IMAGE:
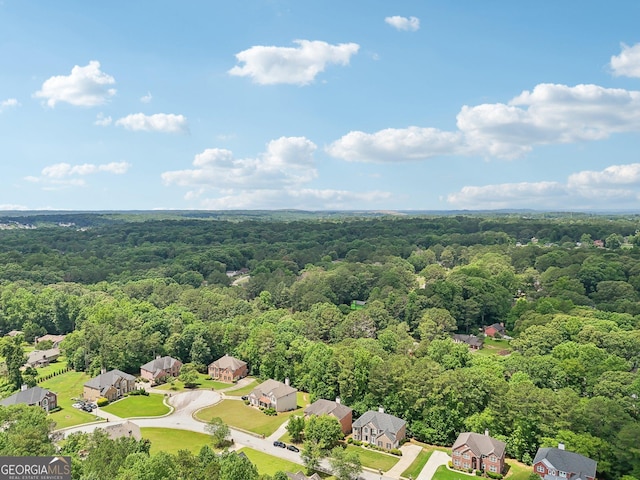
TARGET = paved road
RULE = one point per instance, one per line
(185, 404)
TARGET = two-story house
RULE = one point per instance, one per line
(479, 452)
(273, 394)
(380, 429)
(110, 385)
(228, 369)
(560, 464)
(160, 368)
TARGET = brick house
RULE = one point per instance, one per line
(479, 452)
(228, 369)
(160, 368)
(496, 328)
(110, 385)
(41, 397)
(560, 464)
(273, 394)
(341, 412)
(380, 429)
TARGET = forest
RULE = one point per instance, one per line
(128, 287)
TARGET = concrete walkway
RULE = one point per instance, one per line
(436, 459)
(409, 454)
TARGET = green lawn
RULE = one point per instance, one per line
(171, 440)
(268, 464)
(443, 473)
(139, 406)
(68, 386)
(374, 459)
(204, 381)
(417, 465)
(236, 414)
(246, 390)
(494, 347)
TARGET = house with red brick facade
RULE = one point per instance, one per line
(560, 464)
(327, 407)
(160, 368)
(478, 452)
(228, 369)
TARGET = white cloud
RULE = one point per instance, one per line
(8, 103)
(583, 190)
(65, 174)
(270, 65)
(392, 144)
(549, 114)
(159, 122)
(86, 87)
(627, 64)
(403, 23)
(303, 199)
(102, 120)
(287, 161)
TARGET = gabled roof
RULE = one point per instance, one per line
(273, 387)
(38, 355)
(328, 407)
(30, 396)
(159, 364)
(480, 444)
(106, 380)
(383, 422)
(569, 462)
(227, 362)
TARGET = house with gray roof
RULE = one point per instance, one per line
(479, 452)
(380, 429)
(273, 394)
(110, 385)
(41, 397)
(160, 368)
(341, 412)
(228, 369)
(560, 464)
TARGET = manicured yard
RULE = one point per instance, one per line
(171, 440)
(68, 386)
(417, 465)
(139, 406)
(443, 473)
(246, 390)
(268, 464)
(373, 459)
(236, 414)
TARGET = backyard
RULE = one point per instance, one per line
(68, 386)
(139, 406)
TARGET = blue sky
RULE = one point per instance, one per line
(269, 104)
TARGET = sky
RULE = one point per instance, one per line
(320, 105)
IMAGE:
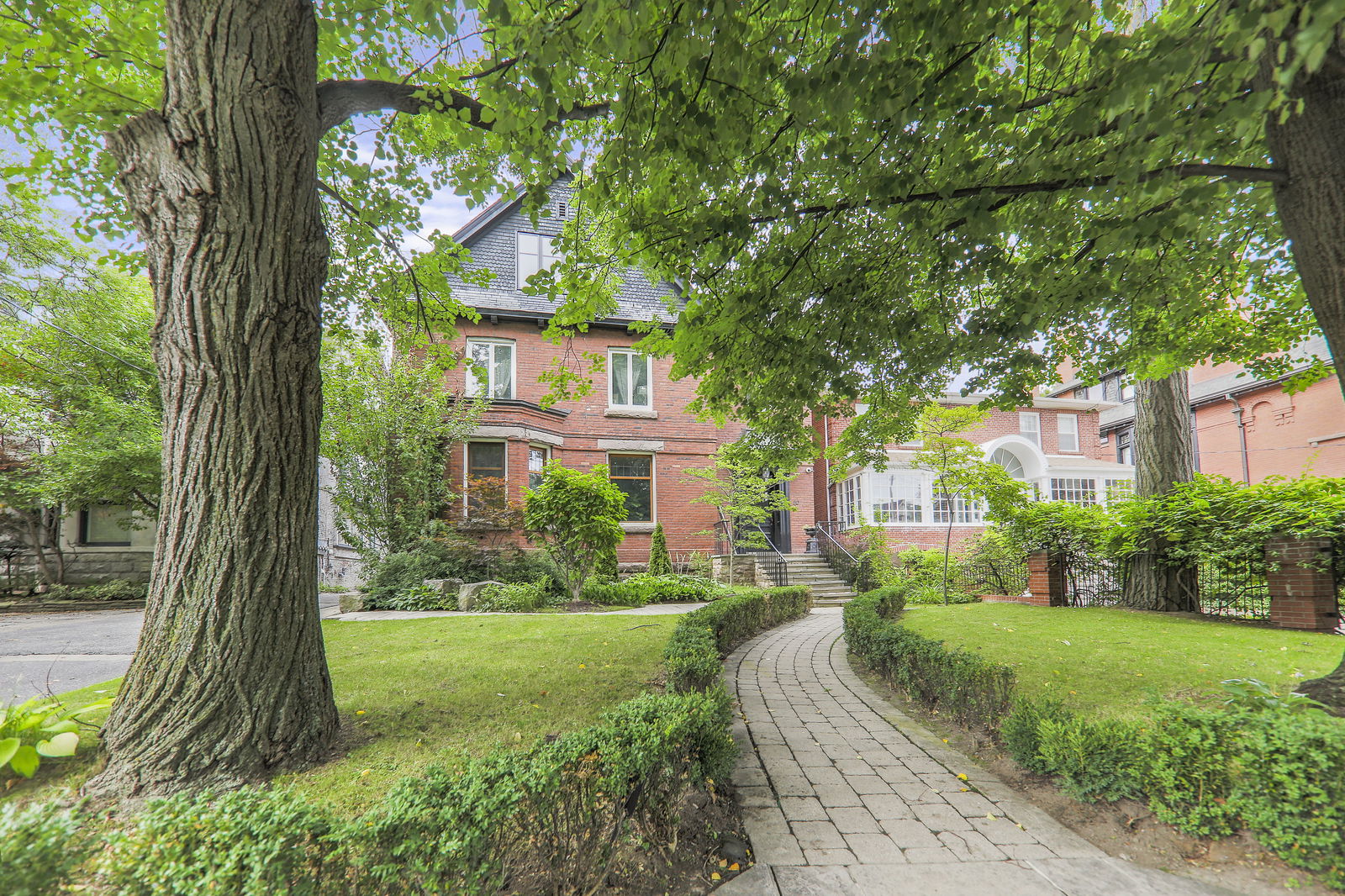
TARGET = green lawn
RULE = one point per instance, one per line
(435, 690)
(1107, 661)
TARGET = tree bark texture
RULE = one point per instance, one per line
(1163, 456)
(1311, 208)
(230, 677)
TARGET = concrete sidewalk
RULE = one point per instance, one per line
(845, 795)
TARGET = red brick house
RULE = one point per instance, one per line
(1053, 445)
(636, 420)
(1244, 427)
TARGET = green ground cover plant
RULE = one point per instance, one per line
(1208, 762)
(548, 817)
(1107, 661)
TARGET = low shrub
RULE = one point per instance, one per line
(248, 842)
(521, 598)
(548, 821)
(104, 591)
(392, 582)
(959, 683)
(1274, 764)
(645, 588)
(1190, 764)
(1020, 732)
(1094, 761)
(40, 845)
(694, 651)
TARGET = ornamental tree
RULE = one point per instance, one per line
(962, 475)
(387, 423)
(576, 517)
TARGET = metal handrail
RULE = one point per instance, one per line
(778, 568)
(841, 560)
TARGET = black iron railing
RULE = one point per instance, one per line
(853, 572)
(989, 576)
(1234, 588)
(746, 540)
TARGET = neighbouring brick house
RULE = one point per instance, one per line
(1244, 427)
(1053, 445)
(634, 420)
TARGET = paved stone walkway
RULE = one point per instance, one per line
(844, 795)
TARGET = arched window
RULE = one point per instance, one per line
(1009, 461)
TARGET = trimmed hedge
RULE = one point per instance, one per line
(1277, 771)
(693, 658)
(959, 683)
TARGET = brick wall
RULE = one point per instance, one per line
(587, 432)
(1302, 589)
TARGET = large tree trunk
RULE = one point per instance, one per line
(1311, 208)
(230, 678)
(1163, 456)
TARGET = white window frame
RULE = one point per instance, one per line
(1029, 425)
(538, 249)
(1073, 430)
(898, 488)
(851, 502)
(546, 456)
(654, 483)
(1080, 492)
(474, 382)
(627, 356)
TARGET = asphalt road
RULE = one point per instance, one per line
(60, 651)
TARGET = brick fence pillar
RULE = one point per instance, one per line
(1302, 588)
(1046, 579)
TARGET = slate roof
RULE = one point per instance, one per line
(491, 237)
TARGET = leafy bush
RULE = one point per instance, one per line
(521, 598)
(104, 591)
(546, 821)
(959, 683)
(1190, 764)
(1094, 761)
(248, 842)
(1021, 730)
(38, 728)
(694, 651)
(393, 582)
(40, 846)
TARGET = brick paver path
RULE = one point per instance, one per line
(842, 794)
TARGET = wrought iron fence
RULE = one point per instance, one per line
(768, 557)
(1234, 588)
(1093, 582)
(989, 577)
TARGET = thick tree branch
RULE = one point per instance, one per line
(1190, 170)
(340, 100)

- [DESCRIPTION OF THE TASK]:
All of the data needs repeating exactly, but the pictures do not.

- [OUTPUT FOR THIS EXERCISE]:
IMAGE:
TARGET = paved road
RULE = one point per instance, one per line
(185, 404)
TARGET = two-story house
RULE = one point per instance, one per line
(479, 452)
(273, 394)
(380, 429)
(110, 385)
(228, 369)
(560, 464)
(160, 368)
TARGET = brick house
RULE = one point per instance, one per line
(479, 452)
(228, 369)
(160, 368)
(496, 328)
(110, 385)
(41, 397)
(560, 464)
(273, 394)
(341, 412)
(380, 429)
TARGET = forest
RULE = one point per instance, one per line
(128, 287)
TARGET = concrete walkway
RULE = one point per instance, one per line
(436, 459)
(409, 454)
TARGET = green lawn
RULE = one point per instance, one per line
(171, 440)
(268, 464)
(443, 473)
(139, 406)
(68, 386)
(374, 459)
(204, 381)
(417, 465)
(236, 414)
(246, 390)
(494, 347)
TARGET = house with red brick facade
RULE = one point per instance, one per line
(560, 464)
(327, 407)
(160, 368)
(478, 452)
(228, 369)
TARGET = white cloud
RULE = one point per instance, one per line
(8, 103)
(583, 190)
(65, 174)
(270, 65)
(392, 144)
(549, 114)
(159, 122)
(86, 87)
(627, 64)
(403, 23)
(303, 199)
(102, 120)
(287, 161)
TARGET = gabled roof
RULE = one point per instance, one per line
(273, 387)
(38, 355)
(328, 407)
(30, 396)
(159, 364)
(480, 444)
(106, 380)
(383, 422)
(569, 462)
(227, 362)
TARGET = house with gray roof
RULE = one point per instance, one per line
(479, 452)
(380, 429)
(273, 394)
(110, 385)
(41, 397)
(160, 368)
(341, 412)
(228, 369)
(560, 464)
TARGET = manicured yard
RULE = one point per instance, one per line
(171, 440)
(68, 386)
(417, 465)
(139, 406)
(443, 473)
(246, 390)
(268, 464)
(373, 459)
(236, 414)
TARGET = backyard
RULE = one point per instance, one per line
(68, 386)
(139, 406)
TARGET = blue sky
RULE = one point per instance, one per line
(269, 104)
TARGET = sky
RULE = one point per instance, one per line
(320, 105)
IMAGE:
TARGET = green lawn
RULE = one point per instance, one per line
(435, 690)
(1107, 661)
TARGET = tree bark texture
RULE = one point per instance, one per line
(1163, 456)
(1311, 208)
(230, 677)
TARGET = concrete sidewalk
RULE = one point per instance, one per line
(845, 795)
TARGET = red brick house
RULE = one point per instance, one per line
(1053, 445)
(636, 420)
(1244, 427)
TARGET = green ground cover plant
RULE = one point per instance, one per line
(1208, 762)
(548, 817)
(1107, 661)
TARGET = low shrub
RULE = one point per instance, one per line
(248, 842)
(521, 598)
(548, 821)
(104, 591)
(392, 582)
(959, 683)
(1274, 764)
(645, 588)
(1190, 764)
(1020, 732)
(1094, 761)
(40, 845)
(694, 651)
TARGET = ornamental tree
RULE = one point per instance, one per line
(962, 475)
(387, 423)
(576, 517)
TARGET = metal handrail
RULE = one point per instance, one per line
(778, 568)
(841, 560)
TARGET = black iron railing
RULE = one point per instance, one per line
(853, 572)
(989, 576)
(1234, 588)
(746, 540)
TARGET = neighbouring brick house
RULE = one point per instance, one per line
(1244, 427)
(1053, 445)
(634, 420)
TARGET = paved stone walkway
RULE = one point per instance, one per line
(844, 795)
TARGET = arched window
RULE = one point per instance, one per line
(1009, 461)
TARGET = trimmed hedge
RULE = one point per instance, one per line
(1277, 771)
(693, 658)
(959, 683)
TARGET = brick wall
RULE = one point per instance, one per line
(587, 432)
(1302, 589)
TARGET = large tree trunk
RULE = one point per instance, one per line
(1311, 208)
(230, 678)
(1163, 456)
TARGET = white window frame
RULE = one point per instance, one per line
(1029, 425)
(538, 249)
(1073, 430)
(898, 488)
(851, 502)
(546, 456)
(654, 483)
(1080, 492)
(474, 382)
(627, 356)
TARGET = asphalt road
RULE = one point per instance, one per line
(60, 651)
TARGET = brick fence pillar
RULE = one point per instance, one per line
(1302, 588)
(1046, 579)
TARGET = slate roof
RULE = one point per instance, one per line
(491, 237)
TARGET = leafy bush
RULE = one point per instance, one per line
(521, 598)
(104, 591)
(546, 821)
(959, 683)
(1190, 764)
(1094, 761)
(248, 842)
(1021, 730)
(38, 728)
(694, 651)
(393, 582)
(40, 846)
TARGET = brick paver path
RULE = one point per instance, one per line
(842, 794)
TARGET = wrought iron fence
RULE = one point per instance, one per line
(768, 557)
(1234, 588)
(1093, 582)
(989, 577)
TARGET = thick tree branch
RULE = one point per instance, one per line
(1190, 170)
(340, 100)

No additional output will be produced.